==== Text extract

The museum did announce that it will start using tag lines in its marketing, starting with “The Future is Queer,” which was also the theme of this year’s Leslie-Lohman gala. Yet how can the future be queer if queer is being etched out of the present? As queer culture is increasingly being commodified by mainstream society, the implication that we have somehow internalized queerness and no longer need institutions explicitly dedicated to it — that queer love is “all around” — overlooks the fact that in many countries being queer is still a death sentence, and, quite frankly, it connotes a naïveté not unusual to the bubble that is New York City, where queerness is — to some degree — an implied presence, accepted as commonplace. However, being able to choose to not explicitly name queerness is a position of privilege.

========

◆ What you are asked to do: Please retype the museum passage word for word, starting at "The museum did" and ending at "position of privilege.". The entries that come after this line aren't needed.

==== Given information

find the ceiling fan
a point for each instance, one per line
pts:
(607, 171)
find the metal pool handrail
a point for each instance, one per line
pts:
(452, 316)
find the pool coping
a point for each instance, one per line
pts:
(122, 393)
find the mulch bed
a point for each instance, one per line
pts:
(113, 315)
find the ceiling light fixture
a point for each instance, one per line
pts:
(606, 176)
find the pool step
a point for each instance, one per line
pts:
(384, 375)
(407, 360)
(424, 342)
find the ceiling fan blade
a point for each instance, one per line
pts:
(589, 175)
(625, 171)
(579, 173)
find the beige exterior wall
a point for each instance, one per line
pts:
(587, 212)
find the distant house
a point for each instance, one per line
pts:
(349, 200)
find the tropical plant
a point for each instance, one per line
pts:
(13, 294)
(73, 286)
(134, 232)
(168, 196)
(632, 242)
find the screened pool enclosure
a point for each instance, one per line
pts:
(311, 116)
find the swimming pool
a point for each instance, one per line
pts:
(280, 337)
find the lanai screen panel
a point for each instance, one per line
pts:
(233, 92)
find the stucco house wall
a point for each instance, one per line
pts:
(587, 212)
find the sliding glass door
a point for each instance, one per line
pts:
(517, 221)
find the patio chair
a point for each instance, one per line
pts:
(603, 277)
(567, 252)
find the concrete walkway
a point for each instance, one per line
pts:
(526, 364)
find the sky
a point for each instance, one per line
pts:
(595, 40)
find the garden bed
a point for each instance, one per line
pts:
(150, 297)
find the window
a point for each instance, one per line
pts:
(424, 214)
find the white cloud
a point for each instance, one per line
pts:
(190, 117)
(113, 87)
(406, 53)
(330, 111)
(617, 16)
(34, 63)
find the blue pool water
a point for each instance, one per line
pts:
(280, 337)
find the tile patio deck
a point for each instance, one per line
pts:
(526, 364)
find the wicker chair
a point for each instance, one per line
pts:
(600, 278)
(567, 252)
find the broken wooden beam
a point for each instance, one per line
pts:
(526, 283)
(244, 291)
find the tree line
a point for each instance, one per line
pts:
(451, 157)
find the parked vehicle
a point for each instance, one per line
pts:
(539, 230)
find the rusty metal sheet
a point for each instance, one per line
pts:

========

◆ Task result:
The museum did announce that it will start using tag lines in its marketing, starting with “The Future is Queer,” which was also the theme of this year’s Leslie-Lohman gala. Yet how can the future be queer if queer is being etched out of the present? As queer culture is increasingly being commodified by mainstream society, the implication that we have somehow internalized queerness and no longer need institutions explicitly dedicated to it — that queer love is “all around” — overlooks the fact that in many countries being queer is still a death sentence, and, quite frankly, it connotes a naïveté not unusual to the bubble that is New York City, where queerness is — to some degree — an implied presence, accepted as commonplace. However, being able to choose to not explicitly name queerness is a position of privilege.